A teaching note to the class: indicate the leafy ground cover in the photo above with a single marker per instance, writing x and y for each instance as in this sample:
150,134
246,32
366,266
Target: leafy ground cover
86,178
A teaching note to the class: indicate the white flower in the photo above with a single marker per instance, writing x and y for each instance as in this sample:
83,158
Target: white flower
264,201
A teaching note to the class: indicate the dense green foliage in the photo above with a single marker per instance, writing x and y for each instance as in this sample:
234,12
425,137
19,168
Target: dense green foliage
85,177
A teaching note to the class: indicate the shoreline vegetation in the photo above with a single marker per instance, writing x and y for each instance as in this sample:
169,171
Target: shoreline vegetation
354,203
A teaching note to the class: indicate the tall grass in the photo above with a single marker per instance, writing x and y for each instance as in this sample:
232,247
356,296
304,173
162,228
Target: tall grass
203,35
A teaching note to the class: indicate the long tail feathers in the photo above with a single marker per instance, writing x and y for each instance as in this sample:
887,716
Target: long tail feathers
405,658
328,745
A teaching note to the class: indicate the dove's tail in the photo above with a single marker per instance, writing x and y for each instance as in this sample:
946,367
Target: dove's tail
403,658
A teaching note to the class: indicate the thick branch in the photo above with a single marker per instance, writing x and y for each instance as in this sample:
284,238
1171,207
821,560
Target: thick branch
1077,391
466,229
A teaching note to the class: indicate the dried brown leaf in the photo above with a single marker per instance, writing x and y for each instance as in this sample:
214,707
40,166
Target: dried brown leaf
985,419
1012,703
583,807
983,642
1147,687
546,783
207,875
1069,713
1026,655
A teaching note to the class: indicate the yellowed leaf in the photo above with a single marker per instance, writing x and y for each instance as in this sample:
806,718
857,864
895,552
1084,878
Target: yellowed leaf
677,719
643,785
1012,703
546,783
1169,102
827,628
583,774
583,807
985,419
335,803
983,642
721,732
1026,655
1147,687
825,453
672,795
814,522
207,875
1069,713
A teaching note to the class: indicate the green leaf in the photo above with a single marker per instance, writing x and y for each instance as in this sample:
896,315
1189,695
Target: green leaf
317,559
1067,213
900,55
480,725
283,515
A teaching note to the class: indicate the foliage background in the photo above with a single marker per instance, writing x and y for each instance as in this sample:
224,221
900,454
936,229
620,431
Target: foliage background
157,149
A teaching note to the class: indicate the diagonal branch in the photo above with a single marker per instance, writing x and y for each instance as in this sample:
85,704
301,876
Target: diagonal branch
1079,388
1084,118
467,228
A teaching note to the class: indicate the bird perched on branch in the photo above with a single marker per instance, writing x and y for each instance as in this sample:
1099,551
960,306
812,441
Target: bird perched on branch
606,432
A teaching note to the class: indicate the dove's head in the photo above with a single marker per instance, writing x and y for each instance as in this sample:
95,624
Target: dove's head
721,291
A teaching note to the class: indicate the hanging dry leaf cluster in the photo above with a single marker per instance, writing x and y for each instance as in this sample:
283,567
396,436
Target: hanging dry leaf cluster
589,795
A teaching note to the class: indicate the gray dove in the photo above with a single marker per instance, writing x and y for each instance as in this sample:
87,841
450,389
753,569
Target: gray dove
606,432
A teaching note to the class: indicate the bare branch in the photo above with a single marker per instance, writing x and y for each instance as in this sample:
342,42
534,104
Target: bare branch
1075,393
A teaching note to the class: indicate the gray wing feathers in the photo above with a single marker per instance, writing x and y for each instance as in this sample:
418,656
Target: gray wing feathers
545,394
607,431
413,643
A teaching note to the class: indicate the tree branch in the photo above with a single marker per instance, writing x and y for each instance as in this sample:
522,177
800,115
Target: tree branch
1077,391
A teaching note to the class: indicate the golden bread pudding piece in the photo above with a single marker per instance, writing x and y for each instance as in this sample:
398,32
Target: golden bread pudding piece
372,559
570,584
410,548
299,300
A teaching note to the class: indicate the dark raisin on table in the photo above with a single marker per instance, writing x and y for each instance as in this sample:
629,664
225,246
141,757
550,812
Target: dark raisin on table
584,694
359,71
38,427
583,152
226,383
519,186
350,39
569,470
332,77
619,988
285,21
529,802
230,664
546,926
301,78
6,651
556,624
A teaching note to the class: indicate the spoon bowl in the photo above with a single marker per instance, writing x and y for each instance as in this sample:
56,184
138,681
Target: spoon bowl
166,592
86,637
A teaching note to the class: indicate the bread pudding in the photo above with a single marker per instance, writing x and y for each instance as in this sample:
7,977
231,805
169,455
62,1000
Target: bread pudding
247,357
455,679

::::

**What is being asked**
Your task is to transcribe the line containing "A teaching note to the class: indicate the hanging" and every line after it, through the last line of the data, exactly as written and with nothing more.

**The result**
A teaching note to the class: indicate the hanging dry leaf cluster in the photo above with a single marker per instance, writing x and y for each instance as in this sample:
283,567
396,436
Target: hanging dry leaf cluster
589,795
A teaching note to the class: indicate the gray dove in the photo above with a single marker per instance, writing x and y for each instance as in this sample:
87,841
450,389
753,569
Target: gray dove
606,432
A teaching note to the class: indicate the bare branch in the photo above with a single marker per instance, writing x and y for each instance as in this sample:
342,42
534,104
Target: bare branch
1075,393
A teaching note to the class: indicate the gray wing feathers in the photo above with a single marker per instance, writing x and y for each instance as in this sample:
418,656
Target: gray wing feathers
545,394
607,431
413,643
A teaching note to the class: indicate the tree branch in the photo above with a single marker per instance, writing x and y for each instance as in this sample:
522,177
800,115
Target: tree branch
1077,391
A teaching note to the class: indicate the golden bread pudding piece in the photo above with a single marker per instance, writing x and y for each instance as in this sample:
398,32
Target: golden bread pudding piece
372,559
570,584
410,548
299,300
A teaching note to the class: indicate the dark raisin on table in the photo above with a single marker per instance, writing x and y for each instance as in this sample:
629,664
225,246
141,757
550,812
Target: dark raisin on table
584,694
359,71
38,427
583,152
226,383
519,186
350,39
569,470
332,77
619,988
285,21
529,802
230,664
546,926
301,78
6,651
556,624
A teaching note to the class: indicate the spoon bowl in the photo above with a single marker per instance, writing x and y for each instance as in this sample:
56,184
138,681
Target: spoon bowl
166,592
86,637
A teaching note to the class: indicate the bread pudding in the photo above with a single marker per instance, writing x and y for each instance as in this sample:
7,977
231,805
169,455
62,1000
Target: bread pudding
247,357
455,679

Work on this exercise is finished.